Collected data
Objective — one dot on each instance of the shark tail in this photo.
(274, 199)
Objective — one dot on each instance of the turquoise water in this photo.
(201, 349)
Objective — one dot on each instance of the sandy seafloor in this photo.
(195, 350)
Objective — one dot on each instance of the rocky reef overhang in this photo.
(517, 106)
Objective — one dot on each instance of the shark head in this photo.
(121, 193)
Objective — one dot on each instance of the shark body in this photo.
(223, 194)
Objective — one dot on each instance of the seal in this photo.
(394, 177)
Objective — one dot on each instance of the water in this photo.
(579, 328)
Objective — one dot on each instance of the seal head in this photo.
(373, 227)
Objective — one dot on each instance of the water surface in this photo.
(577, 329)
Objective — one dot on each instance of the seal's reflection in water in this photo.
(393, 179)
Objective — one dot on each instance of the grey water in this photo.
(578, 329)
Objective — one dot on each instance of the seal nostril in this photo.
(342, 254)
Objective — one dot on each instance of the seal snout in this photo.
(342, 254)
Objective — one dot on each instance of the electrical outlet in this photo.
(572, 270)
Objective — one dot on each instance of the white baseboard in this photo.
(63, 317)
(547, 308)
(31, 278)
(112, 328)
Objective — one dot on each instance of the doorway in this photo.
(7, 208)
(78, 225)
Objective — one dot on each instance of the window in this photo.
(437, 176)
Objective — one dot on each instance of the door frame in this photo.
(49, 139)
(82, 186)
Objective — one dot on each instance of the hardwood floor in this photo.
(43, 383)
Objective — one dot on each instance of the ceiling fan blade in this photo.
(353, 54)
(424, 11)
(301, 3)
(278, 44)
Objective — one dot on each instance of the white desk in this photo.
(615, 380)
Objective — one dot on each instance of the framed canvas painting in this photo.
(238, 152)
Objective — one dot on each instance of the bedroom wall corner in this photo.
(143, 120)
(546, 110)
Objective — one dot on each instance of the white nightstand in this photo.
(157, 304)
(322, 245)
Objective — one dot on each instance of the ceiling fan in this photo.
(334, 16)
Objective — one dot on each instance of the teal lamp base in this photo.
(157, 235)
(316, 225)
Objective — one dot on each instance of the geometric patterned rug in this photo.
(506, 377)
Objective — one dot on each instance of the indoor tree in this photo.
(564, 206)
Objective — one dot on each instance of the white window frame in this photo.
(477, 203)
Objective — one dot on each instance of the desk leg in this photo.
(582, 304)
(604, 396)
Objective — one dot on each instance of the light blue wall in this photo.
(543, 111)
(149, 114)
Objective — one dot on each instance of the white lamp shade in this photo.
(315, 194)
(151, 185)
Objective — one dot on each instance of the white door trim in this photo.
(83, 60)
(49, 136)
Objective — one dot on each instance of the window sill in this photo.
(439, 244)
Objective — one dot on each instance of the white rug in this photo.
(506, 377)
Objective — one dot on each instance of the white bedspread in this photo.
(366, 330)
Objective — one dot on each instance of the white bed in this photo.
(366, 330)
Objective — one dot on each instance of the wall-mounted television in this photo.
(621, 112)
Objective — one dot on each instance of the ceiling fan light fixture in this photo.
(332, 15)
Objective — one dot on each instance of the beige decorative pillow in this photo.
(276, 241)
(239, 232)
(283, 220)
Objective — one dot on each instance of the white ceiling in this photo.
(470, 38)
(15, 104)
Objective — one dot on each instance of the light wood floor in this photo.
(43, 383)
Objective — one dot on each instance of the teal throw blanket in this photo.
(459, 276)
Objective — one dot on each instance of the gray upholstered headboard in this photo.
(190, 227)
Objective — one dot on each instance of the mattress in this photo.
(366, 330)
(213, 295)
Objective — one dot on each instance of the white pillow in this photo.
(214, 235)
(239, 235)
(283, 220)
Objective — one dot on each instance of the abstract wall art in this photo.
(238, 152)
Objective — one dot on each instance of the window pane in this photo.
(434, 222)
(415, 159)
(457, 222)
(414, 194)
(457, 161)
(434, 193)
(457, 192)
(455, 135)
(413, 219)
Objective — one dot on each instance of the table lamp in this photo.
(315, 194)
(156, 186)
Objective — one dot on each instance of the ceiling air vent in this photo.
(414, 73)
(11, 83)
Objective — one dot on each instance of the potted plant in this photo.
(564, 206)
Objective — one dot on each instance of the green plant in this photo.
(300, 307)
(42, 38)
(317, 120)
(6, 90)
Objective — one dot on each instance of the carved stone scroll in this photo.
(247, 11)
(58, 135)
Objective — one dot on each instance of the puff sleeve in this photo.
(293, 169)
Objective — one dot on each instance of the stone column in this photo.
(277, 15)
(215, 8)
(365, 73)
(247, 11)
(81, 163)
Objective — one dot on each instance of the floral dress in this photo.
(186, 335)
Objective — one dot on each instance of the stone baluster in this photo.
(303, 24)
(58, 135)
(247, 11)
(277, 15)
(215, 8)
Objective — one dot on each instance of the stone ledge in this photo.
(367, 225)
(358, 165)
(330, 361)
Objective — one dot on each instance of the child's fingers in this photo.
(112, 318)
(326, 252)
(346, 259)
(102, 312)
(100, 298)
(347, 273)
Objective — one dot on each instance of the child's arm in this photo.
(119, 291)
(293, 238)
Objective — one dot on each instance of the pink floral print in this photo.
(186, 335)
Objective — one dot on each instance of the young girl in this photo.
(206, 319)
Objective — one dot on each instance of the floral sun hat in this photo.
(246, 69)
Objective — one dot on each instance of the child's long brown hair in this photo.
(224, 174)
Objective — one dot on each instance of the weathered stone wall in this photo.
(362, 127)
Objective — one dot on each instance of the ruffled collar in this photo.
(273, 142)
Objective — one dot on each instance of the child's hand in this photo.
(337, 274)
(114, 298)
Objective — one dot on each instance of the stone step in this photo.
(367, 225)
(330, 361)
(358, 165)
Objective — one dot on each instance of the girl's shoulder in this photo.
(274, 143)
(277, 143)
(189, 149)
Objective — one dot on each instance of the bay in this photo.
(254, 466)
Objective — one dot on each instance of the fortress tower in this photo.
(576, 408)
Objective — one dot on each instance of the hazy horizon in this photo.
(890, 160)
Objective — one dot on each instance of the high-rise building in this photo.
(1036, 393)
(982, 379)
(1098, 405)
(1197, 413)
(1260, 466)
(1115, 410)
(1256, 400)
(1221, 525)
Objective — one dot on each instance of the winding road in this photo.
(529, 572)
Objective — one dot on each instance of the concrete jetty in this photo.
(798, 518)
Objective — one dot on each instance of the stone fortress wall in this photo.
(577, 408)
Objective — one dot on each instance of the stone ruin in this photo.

* **EXERCISE**: Each line above is to be copied exactly as written.

* **ANSWER BELOW**:
Objective — one dot on each instance of the shark tail in this photo.
(274, 199)
Objective — one dot on each instance of the turquoise water in this photo.
(201, 349)
Objective — one dot on each instance of the sandy seafloor in this photo.
(195, 350)
Objective — one dot on each instance of the rocky reef overhang in this photo.
(517, 106)
Objective — one dot on each instance of the shark head in this photo.
(121, 193)
Objective — one dot on each instance of the shark body in this photo.
(223, 194)
Objective — one dot on each instance of the seal in this photo.
(394, 177)
Objective — one dot on each instance of the water in this photo.
(579, 328)
Objective — one dot on each instance of the seal head in this photo.
(373, 227)
Objective — one dot on each instance of the water surface in this photo.
(577, 329)
Objective — one dot on each instance of the seal's reflection in water in this photo.
(393, 179)
Objective — one dot on each instance of the grey water in this photo.
(578, 329)
Objective — one dot on each instance of the seal nostril in this photo.
(342, 254)
Objective — one dot on each instance of the seal snout in this photo.
(342, 254)
Objective — one dot on each instance of the electrical outlet in this photo.
(572, 270)
Objective — one dot on each instance of the white baseboard in this photo.
(63, 317)
(547, 308)
(31, 278)
(112, 328)
Objective — one dot on each instance of the doorway in this photo.
(7, 208)
(78, 225)
Objective — one dot on each instance of the window in this photo.
(437, 176)
Objective — one dot on each instance of the door frame in this photo.
(49, 139)
(82, 186)
Objective — one dot on each instance of the hardwood floor in this photo.
(43, 383)
Objective — one dot on each instance of the ceiling fan blade in this photo.
(353, 54)
(424, 11)
(301, 3)
(278, 44)
Objective — one dot on each instance of the white desk in this photo.
(615, 380)
Objective — one dot on each instance of the framed canvas painting in this photo.
(238, 152)
Objective — one dot on each instance of the bedroom wall corner in this photo.
(143, 120)
(546, 110)
Objective — one dot on each instance of the white nightstand in this photo.
(157, 304)
(322, 245)
Objective — one dot on each instance of the ceiling fan in this photo.
(334, 16)
Objective — one dot on each instance of the teal lamp base in this photo.
(157, 235)
(316, 225)
Objective — one dot on each instance of the geometric patterned rug in this photo.
(506, 377)
Objective — one dot on each instance of the indoor tree in this photo.
(564, 206)
Objective — one dot on each instance of the white window frame in this photo.
(477, 203)
Objective — one dot on each instance of the desk leg in this photo.
(582, 304)
(604, 396)
Objective — one dot on each instance of the light blue wall in this photo.
(543, 111)
(149, 114)
Objective — one dot on each instance of the white lamp shade in this photo.
(315, 194)
(151, 185)
Objective — one dot on each instance of the white door trim in this photo.
(83, 60)
(49, 136)
Objective — one dot on each instance of the window sill in this photo.
(439, 244)
Objective — one dot on each instance of the white rug in this photo.
(506, 377)
Objective — one dot on each instance of the white bedspread in this photo.
(366, 330)
Objective — one dot on each instance of the white bed in this photo.
(366, 330)
Objective — one dot on each instance of the wall-mounted television in this photo.
(621, 112)
Objective — one dot on each instance of the ceiling fan light fixture in this photo.
(332, 15)
Objective — one dot on each instance of the beige decorative pillow in this photo.
(276, 241)
(239, 232)
(283, 220)
Objective — one dot on each instance of the white ceiling in this photo.
(470, 38)
(15, 104)
Objective — one dot on each instance of the light wood floor in this photo.
(43, 383)
Objective — one dot on each instance of the teal throw blanket in this photo.
(459, 276)
Objective — one dot on each instance of the gray upholstered headboard in this photo.
(190, 227)
Objective — one dot on each instance of the mattress in this photo.
(366, 330)
(213, 295)
Objective — one dot on each instance of the white pillow in this photo.
(214, 235)
(239, 235)
(283, 220)
Objective — one dot on each instance of the abstract wall art in this photo.
(238, 152)
Objective — one dot on each instance of the window pane in this photo.
(434, 222)
(415, 159)
(457, 222)
(414, 194)
(457, 161)
(434, 193)
(457, 192)
(455, 135)
(413, 219)
Objective — one dot on each instance of the table lamp in this photo.
(315, 194)
(156, 186)
Objective — one dot on each instance of the ceiling air vent in this photo.
(414, 73)
(11, 83)
Objective — one dot on each instance of the potted plant in this photo.
(564, 206)
Objective — one dot on each instance of the green plant in this photo.
(300, 307)
(42, 38)
(317, 120)
(6, 90)
Objective — one dot on each instance of the carved stone scroll in this photo.
(247, 11)
(58, 135)
Objective — one dot on each instance of the puff sleeve in this photo.
(293, 169)
Objective — one dot on each instance of the stone column in this photo.
(277, 15)
(215, 8)
(365, 73)
(247, 11)
(81, 163)
Objective — one dot on each instance of the floral dress in this photo.
(186, 335)
Objective — one dot on each instance of the stone baluster in this photo.
(303, 24)
(58, 135)
(247, 11)
(277, 15)
(215, 8)
Objective — one dot on each instance of the stone ledge in this photo.
(367, 225)
(358, 165)
(330, 361)
Objective — one dot on each instance of the child's fingers in this photo.
(112, 318)
(326, 252)
(346, 259)
(102, 312)
(100, 298)
(347, 273)
Objective — one dot on each instance of the child's arm in this photo.
(119, 291)
(293, 238)
Objective — one dot on each instance of the pink floral print in this photo.
(186, 335)
Objective — one dot on each instance of the young girl in this photo.
(206, 319)
Objective — one dot on each instance of the floral sun hat in this photo.
(246, 69)
Objective — one dot on each instance of the child's long brown hair in this photo.
(224, 174)
Objective — one dot on each instance of the weathered stone wall in this photo.
(362, 127)
Objective — one dot on each instance of the ruffled collar in this photo.
(273, 142)
Objective — one dot on each instance of the child's hand in this photo.
(337, 274)
(114, 298)
Objective — one dot on each instance of the stone step in this photo.
(367, 225)
(330, 361)
(358, 165)
Objective — one dot on each instance of the girl's shoulder in this photo.
(274, 143)
(277, 143)
(189, 149)
Objective — one dot on each instance of the bay in this photo.
(254, 466)
Objective — one dot on each instance of the fortress tower in this photo.
(576, 408)
Objective — one dot on each instance of the hazy horizon in this photo.
(890, 160)
Objective — one dot on each instance of the high-rise building in this photo.
(1036, 393)
(982, 379)
(1098, 405)
(1197, 413)
(1260, 466)
(1115, 410)
(1256, 400)
(1221, 525)
Objective — one dot on each instance of the winding road in this photo.
(529, 572)
Objective — one dot on each instance of the concrete jetty in this photo.
(798, 518)
Objective — one dot on each instance of the stone fortress wall in this photo.
(577, 408)
Objective — one dot on each instance of the stone ruin in this photo.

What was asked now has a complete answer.